### What you have to do:
Please write out all of the data again, including the labeling requests, and shift every point coordinate in the answers by -120. Leave the pictures out.

(Object position labeling entries)
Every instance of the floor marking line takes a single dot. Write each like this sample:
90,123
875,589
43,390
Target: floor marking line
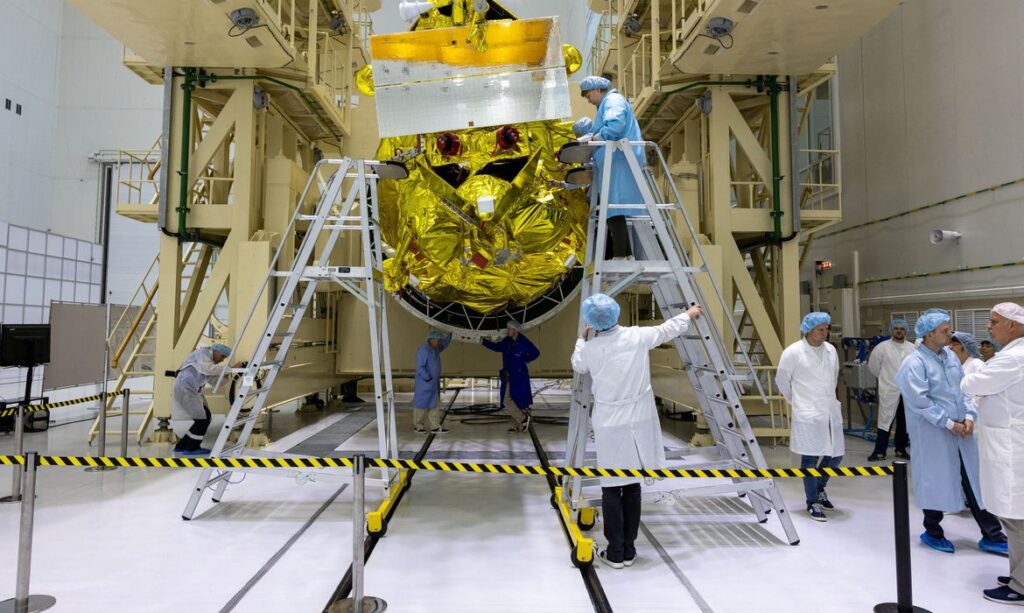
280,554
697,599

### Task response:
Every instance of the floor marking line takes a single dot. Write each like this sample:
90,123
875,589
43,390
Target: floor marking line
160,434
577,479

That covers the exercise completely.